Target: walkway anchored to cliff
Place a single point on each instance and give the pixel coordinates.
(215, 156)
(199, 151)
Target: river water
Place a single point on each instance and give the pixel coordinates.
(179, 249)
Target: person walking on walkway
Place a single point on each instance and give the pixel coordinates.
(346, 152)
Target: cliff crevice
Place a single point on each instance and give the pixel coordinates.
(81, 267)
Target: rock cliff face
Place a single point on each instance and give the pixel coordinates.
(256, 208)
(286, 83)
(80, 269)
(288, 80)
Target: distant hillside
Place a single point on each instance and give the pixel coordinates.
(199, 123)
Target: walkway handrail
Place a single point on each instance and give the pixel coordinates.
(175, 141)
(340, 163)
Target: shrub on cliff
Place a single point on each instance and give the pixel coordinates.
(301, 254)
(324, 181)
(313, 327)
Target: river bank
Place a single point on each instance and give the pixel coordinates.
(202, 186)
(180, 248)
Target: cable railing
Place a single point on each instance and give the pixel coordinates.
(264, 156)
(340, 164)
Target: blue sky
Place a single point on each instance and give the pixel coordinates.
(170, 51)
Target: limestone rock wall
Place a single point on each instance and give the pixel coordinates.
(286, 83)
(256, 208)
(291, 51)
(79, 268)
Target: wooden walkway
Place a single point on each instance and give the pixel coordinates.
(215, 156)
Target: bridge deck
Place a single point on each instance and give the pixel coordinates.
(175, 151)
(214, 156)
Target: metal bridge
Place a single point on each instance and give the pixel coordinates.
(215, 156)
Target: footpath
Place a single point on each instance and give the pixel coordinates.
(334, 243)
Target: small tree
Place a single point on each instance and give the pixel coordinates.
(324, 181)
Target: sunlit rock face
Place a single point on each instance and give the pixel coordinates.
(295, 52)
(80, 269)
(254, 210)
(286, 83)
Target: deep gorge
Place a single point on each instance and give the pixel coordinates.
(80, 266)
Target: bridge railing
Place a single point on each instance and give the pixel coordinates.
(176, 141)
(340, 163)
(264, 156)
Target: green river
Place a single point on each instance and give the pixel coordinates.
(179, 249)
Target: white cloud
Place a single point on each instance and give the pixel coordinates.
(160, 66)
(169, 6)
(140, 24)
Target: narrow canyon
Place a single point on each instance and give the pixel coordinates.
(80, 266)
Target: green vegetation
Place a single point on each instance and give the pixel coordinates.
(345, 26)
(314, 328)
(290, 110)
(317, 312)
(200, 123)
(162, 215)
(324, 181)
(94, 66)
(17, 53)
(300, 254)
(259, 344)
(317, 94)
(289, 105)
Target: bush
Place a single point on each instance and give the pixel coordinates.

** STATED PROBLEM **
Please copy the entries above word for word, starting at the line that contains "Target: narrow canyon" and continuing through the last line of the entries.

** EXERCISE SOLUTION **
Target: narrow canyon
Place a single point on each instance and give the pixel coordinates.
(80, 266)
Target: green vegetation
Place a single point on each instance and give the pixel coordinates.
(345, 26)
(314, 328)
(290, 110)
(317, 312)
(200, 123)
(162, 215)
(324, 181)
(94, 66)
(17, 53)
(300, 254)
(259, 344)
(317, 94)
(289, 105)
Target: bush
Place a single point on each instance and give the pixel coordinates.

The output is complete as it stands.